## LISTING
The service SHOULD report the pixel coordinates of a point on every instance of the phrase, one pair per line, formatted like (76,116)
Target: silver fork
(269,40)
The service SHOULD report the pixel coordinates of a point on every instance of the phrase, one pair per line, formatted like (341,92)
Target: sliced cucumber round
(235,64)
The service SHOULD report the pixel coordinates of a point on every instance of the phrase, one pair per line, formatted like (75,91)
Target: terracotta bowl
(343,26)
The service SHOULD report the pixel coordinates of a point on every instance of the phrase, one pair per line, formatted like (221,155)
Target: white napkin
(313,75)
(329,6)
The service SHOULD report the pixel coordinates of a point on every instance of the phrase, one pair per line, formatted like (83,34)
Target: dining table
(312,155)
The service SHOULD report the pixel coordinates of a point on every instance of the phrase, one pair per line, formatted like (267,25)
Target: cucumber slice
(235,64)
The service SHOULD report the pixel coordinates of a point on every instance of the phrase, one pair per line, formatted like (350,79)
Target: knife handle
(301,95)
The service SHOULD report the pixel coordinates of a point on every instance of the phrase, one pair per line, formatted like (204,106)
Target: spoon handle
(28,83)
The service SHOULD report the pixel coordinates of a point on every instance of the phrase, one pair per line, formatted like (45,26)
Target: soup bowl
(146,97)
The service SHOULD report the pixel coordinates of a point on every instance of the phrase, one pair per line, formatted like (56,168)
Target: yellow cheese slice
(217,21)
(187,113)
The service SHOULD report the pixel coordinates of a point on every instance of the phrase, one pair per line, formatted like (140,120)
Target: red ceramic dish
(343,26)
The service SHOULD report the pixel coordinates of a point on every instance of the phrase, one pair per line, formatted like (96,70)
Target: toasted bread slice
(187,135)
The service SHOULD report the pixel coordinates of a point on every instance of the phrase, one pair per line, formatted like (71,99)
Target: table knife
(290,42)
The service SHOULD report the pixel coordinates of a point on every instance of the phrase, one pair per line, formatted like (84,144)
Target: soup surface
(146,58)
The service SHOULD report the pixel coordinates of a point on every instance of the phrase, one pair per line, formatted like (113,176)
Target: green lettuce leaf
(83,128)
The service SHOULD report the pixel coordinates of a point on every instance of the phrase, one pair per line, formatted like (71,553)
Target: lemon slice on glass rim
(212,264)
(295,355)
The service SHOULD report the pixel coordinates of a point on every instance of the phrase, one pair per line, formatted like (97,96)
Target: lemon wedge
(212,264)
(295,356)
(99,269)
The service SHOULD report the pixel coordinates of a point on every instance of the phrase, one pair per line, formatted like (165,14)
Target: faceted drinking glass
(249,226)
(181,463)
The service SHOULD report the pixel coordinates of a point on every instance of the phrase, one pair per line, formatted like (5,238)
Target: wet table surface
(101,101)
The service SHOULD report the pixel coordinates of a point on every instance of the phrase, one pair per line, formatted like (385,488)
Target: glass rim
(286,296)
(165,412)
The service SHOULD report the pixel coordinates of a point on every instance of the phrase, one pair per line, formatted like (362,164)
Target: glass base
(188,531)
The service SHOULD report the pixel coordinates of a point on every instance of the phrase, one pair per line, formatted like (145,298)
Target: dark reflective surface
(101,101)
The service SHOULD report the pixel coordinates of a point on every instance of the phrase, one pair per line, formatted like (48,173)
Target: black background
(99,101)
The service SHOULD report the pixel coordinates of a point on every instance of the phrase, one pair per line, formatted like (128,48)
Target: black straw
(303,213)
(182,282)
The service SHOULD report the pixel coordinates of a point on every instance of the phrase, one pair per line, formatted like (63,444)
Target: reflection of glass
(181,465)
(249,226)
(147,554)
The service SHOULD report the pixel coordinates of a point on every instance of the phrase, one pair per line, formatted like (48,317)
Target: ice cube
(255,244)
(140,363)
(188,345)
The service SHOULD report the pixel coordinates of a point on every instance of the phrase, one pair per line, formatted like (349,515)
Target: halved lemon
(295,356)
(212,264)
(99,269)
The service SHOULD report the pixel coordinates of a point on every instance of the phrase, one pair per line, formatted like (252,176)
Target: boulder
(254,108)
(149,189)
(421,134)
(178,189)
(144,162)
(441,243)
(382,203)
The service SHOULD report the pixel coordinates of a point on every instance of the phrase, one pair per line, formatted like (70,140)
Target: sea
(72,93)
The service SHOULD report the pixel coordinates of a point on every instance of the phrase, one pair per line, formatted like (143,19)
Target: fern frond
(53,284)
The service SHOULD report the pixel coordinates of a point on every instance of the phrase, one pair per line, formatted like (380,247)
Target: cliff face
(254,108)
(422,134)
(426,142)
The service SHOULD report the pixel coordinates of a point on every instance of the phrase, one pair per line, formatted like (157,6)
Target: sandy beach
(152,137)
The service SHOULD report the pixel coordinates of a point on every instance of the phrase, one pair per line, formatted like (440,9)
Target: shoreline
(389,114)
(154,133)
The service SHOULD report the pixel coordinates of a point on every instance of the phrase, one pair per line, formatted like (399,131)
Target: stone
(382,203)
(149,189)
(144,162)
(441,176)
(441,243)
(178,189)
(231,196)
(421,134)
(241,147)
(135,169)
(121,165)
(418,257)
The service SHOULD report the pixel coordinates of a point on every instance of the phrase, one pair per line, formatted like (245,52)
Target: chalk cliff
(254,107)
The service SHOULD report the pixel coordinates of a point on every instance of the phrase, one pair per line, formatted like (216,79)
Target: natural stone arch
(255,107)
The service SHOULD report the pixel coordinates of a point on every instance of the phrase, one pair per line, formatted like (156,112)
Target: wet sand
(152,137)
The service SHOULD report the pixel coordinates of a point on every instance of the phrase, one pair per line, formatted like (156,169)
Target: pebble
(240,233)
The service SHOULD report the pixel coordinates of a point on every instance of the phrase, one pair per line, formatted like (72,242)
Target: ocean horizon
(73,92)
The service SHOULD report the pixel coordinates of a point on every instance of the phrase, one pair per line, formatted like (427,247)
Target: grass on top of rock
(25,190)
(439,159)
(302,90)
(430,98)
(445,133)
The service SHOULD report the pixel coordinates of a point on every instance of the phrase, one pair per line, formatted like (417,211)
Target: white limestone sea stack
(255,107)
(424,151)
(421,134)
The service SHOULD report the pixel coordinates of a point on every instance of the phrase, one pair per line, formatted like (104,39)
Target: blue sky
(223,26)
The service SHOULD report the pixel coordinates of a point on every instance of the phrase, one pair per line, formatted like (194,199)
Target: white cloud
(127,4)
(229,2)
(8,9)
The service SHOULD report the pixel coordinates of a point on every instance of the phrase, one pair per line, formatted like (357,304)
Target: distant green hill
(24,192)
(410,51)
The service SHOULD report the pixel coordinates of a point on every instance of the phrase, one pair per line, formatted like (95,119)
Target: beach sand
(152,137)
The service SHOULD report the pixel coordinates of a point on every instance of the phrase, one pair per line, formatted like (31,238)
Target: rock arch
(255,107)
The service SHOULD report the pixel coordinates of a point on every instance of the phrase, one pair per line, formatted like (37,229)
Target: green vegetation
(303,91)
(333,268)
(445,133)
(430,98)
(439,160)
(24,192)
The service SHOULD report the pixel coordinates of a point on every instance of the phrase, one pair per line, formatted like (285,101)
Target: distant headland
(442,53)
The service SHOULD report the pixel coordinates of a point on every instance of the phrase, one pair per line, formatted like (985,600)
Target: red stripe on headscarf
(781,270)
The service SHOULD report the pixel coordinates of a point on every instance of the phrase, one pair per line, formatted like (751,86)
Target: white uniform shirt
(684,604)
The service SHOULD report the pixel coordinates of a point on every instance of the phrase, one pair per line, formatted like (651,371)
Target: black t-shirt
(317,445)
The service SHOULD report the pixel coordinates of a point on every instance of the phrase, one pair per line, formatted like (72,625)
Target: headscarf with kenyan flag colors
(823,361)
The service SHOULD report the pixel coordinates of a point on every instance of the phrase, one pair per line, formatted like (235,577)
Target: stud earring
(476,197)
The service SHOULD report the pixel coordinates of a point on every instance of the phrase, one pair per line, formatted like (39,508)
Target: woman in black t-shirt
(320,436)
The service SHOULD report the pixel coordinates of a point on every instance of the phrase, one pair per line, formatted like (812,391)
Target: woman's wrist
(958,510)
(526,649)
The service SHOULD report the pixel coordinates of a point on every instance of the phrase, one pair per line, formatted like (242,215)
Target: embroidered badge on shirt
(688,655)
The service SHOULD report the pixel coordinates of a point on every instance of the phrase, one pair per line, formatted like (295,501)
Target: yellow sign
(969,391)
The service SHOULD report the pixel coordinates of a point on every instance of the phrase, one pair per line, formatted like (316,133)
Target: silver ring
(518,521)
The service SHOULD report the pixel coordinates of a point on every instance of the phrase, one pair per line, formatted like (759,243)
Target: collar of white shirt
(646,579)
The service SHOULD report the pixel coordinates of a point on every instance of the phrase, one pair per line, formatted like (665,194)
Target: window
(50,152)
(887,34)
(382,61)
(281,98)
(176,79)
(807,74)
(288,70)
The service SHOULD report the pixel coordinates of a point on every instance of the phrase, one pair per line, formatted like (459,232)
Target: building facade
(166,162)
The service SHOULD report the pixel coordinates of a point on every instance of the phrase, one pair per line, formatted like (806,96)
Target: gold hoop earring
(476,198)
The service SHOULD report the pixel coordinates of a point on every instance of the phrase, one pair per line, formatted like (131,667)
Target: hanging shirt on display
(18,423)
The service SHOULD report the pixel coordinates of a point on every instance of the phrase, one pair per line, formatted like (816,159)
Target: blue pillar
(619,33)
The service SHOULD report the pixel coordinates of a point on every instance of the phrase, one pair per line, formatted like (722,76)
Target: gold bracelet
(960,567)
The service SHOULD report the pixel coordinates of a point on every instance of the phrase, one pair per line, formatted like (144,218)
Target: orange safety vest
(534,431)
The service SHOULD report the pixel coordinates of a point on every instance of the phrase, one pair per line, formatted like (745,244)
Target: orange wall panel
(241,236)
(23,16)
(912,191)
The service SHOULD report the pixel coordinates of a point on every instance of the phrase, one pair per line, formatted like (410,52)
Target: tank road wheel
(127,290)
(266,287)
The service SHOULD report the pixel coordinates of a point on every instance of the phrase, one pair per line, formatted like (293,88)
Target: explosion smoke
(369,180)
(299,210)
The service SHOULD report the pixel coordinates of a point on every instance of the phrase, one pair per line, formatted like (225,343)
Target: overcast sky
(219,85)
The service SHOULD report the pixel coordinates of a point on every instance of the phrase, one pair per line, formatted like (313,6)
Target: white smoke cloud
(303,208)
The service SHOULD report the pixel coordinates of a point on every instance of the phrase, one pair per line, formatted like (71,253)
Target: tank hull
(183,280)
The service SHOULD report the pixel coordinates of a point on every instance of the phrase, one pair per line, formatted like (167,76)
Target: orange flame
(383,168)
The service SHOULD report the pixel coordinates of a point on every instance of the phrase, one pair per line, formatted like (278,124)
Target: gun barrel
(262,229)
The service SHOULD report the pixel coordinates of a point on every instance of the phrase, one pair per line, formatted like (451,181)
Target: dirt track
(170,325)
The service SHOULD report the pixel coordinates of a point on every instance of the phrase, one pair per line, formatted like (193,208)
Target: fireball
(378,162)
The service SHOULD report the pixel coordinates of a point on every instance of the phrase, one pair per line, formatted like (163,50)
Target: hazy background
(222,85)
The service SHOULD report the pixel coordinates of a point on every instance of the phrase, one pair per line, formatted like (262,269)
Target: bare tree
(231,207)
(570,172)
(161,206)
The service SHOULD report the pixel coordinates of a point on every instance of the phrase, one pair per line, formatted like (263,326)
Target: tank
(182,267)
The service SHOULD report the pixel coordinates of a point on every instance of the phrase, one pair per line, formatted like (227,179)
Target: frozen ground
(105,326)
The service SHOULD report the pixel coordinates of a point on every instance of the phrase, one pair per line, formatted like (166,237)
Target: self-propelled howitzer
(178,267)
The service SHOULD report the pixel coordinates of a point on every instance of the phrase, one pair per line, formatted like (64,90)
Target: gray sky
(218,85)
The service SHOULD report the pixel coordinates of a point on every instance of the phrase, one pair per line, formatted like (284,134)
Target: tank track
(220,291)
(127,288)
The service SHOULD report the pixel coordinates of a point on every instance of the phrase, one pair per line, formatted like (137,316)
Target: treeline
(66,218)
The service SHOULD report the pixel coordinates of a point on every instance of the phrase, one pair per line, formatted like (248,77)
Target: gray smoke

## TASK TO COMPLETE
Print, unchanged, each line of the listing from the one containing "formatted like (262,269)" through the last line of the listing, and nothing else.

## COMPLETED TASK
The service SHOULD report the pixel coordinates of a point on every instance of the phrase, one pair per line, formatted like (262,269)
Target: bare tree
(231,207)
(570,172)
(161,206)
The service SHOULD report the pixel coordinates of a point on every instance of the phrase, one pair per line, formatted like (263,326)
Target: tank
(182,267)
The service SHOULD report the pixel coordinates of a point on every instance of the phrase, one pair per line, formatted like (227,179)
Target: frozen ground
(105,326)
The service SHOULD report the pixel coordinates of a point on every instance of the phrase, one pair per line, formatted like (166,237)
Target: self-propelled howitzer
(178,267)
The service SHOULD report the pixel coordinates of a point on every instance of the phrase, one pair per line, formatted like (64,90)
Target: gray sky
(218,85)
The service SHOULD report the pixel coordinates of a point on every instance of the phrase, one pair per line, formatted like (284,134)
Target: tank track
(220,291)
(127,288)
The service SHOULD report the pixel coordinates of a point on every instance of the phrase, one pair per line, formatted like (137,316)
Target: treeline
(66,218)
The service SHOULD report the pixel coordinates of a point on every instance of the phrase, one pair per line, formatted like (248,77)
Target: gray smoke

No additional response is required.